Short problem
Reproduce the material below word for word, keeping every line in its original form.

--------------------

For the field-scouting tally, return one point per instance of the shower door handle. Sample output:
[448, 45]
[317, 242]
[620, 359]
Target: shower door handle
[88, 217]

--------------------

Complete answer
For the field-scouting tally, return one point per instance of the shower door handle. Sample output:
[448, 45]
[317, 242]
[620, 359]
Target: shower door handle
[88, 217]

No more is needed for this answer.